• _Exercise brief_
Reproduce verbatim the part of the material that opens with the line containing "Someone claims the green" and closes with the final line of the material, including both of those lines.

• _Input data_

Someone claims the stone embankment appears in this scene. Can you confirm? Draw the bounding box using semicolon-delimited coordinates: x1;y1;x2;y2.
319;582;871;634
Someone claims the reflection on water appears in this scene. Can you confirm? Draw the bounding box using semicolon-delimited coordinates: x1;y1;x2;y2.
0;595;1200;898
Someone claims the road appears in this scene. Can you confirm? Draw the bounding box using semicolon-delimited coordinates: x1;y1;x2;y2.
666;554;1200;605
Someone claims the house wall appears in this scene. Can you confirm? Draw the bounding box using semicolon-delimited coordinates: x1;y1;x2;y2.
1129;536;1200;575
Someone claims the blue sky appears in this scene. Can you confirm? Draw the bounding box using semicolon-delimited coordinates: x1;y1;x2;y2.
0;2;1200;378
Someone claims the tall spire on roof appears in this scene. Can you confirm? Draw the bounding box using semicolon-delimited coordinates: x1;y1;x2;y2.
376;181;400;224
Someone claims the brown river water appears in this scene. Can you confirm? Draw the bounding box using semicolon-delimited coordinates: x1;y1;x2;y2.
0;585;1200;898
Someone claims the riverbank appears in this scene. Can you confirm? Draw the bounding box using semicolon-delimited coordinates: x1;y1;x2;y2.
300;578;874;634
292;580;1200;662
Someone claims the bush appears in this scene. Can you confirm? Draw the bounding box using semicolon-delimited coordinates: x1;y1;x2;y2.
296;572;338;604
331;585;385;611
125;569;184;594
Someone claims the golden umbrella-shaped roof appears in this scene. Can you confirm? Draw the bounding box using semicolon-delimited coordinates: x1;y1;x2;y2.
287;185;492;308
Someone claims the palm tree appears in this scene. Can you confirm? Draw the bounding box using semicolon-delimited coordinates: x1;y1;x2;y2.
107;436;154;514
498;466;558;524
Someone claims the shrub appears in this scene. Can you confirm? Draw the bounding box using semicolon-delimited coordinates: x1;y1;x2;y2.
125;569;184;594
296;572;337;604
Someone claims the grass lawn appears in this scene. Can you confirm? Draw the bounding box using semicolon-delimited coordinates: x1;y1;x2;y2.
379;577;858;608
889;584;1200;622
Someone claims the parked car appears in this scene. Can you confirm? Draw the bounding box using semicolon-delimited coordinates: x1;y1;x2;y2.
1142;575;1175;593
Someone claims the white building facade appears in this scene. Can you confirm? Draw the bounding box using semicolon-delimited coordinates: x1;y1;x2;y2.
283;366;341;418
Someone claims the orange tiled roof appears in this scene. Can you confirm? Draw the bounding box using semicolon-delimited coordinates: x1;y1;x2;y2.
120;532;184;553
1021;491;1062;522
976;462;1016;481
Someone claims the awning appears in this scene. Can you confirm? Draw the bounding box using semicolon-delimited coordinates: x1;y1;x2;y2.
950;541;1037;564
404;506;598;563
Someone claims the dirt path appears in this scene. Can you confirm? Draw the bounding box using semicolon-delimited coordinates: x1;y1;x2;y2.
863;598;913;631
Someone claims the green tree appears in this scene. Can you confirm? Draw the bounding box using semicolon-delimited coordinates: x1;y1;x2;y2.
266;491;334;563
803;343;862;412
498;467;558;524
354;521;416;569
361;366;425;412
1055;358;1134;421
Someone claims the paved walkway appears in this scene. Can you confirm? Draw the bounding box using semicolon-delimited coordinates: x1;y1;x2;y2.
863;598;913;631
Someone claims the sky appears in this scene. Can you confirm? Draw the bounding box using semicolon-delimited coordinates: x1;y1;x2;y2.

• _Task response_
Someone claims the green tree appears in this scene. Can you confirm? Draw the bounding box using semicolon-delimited coordinates: x1;y1;x2;y2.
266;491;334;563
803;343;862;412
498;467;558;524
354;521;416;569
361;366;425;412
1055;358;1134;421
Someone claims the paved walkway appears in this scene. Can you confirm? Draw the bounding box using semicolon-delimited coordinates: x1;y1;x2;y2.
863;598;913;631
Someone claims the sky appears in this scene. Can you confirm? Draw the bounding box using semicolon-delimited coordinates: x1;y1;x2;y2.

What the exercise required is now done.